(WHAT IS BEING ASKED)
Rewrite the lines that run from the start through the line containing "--fill-rule evenodd", putting "tree branch" in place of "tree trunk" and keeping everything else the same. Leave the pictures out of your answer.

[Begin]

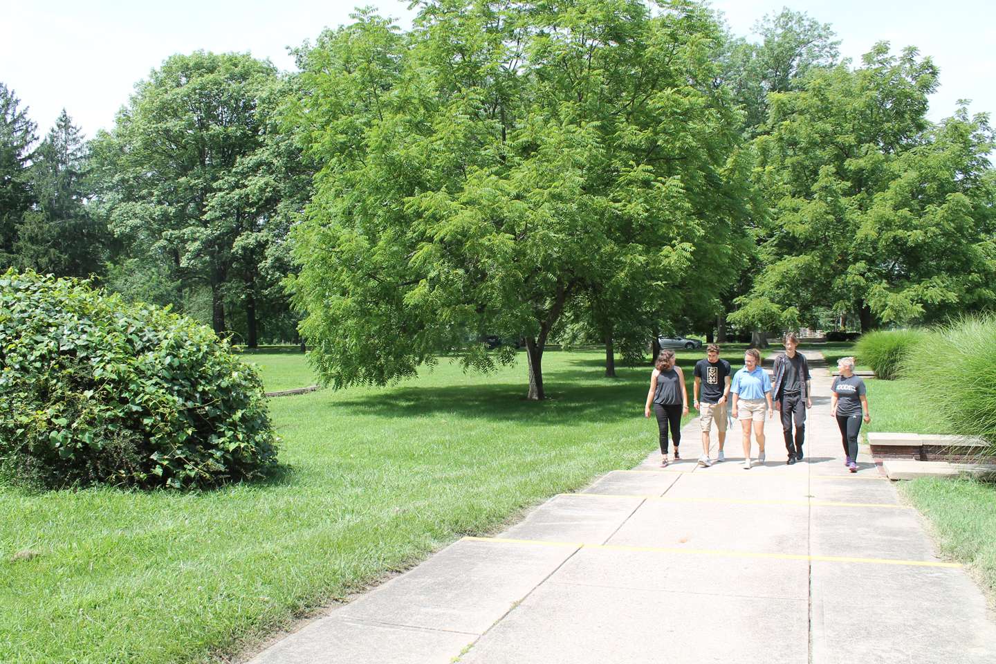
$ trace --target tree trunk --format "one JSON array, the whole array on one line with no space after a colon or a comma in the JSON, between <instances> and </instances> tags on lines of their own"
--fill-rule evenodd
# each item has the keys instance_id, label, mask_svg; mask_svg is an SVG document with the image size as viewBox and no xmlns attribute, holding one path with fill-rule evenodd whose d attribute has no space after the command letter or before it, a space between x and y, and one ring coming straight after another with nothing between
<instances>
[{"instance_id":1,"label":"tree trunk","mask_svg":"<svg viewBox=\"0 0 996 664\"><path fill-rule=\"evenodd\" d=\"M250 348L259 347L259 343L256 340L256 296L249 293L249 297L246 298L246 346Z\"/></svg>"},{"instance_id":2,"label":"tree trunk","mask_svg":"<svg viewBox=\"0 0 996 664\"><path fill-rule=\"evenodd\" d=\"M874 318L872 316L872 309L867 303L862 303L858 308L858 318L862 323L862 332L867 332L874 329Z\"/></svg>"},{"instance_id":3,"label":"tree trunk","mask_svg":"<svg viewBox=\"0 0 996 664\"><path fill-rule=\"evenodd\" d=\"M768 334L761 332L760 330L755 330L750 333L750 347L752 348L767 348L768 347Z\"/></svg>"},{"instance_id":4,"label":"tree trunk","mask_svg":"<svg viewBox=\"0 0 996 664\"><path fill-rule=\"evenodd\" d=\"M606 377L616 377L616 348L613 345L613 333L606 332Z\"/></svg>"},{"instance_id":5,"label":"tree trunk","mask_svg":"<svg viewBox=\"0 0 996 664\"><path fill-rule=\"evenodd\" d=\"M530 401L542 401L546 398L543 391L543 346L532 336L526 337L526 354L529 356L529 394Z\"/></svg>"},{"instance_id":6,"label":"tree trunk","mask_svg":"<svg viewBox=\"0 0 996 664\"><path fill-rule=\"evenodd\" d=\"M221 285L211 285L211 326L219 336L225 332L225 303L221 300Z\"/></svg>"}]
</instances>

[End]

(ANSWER TO THE EXERCISE)
$ trace --target tree branch --format "one JSON array, the whole array on one line with no space after a colon or a comma in the JSON, between <instances> and </instances> tags on lines of their own"
--fill-rule evenodd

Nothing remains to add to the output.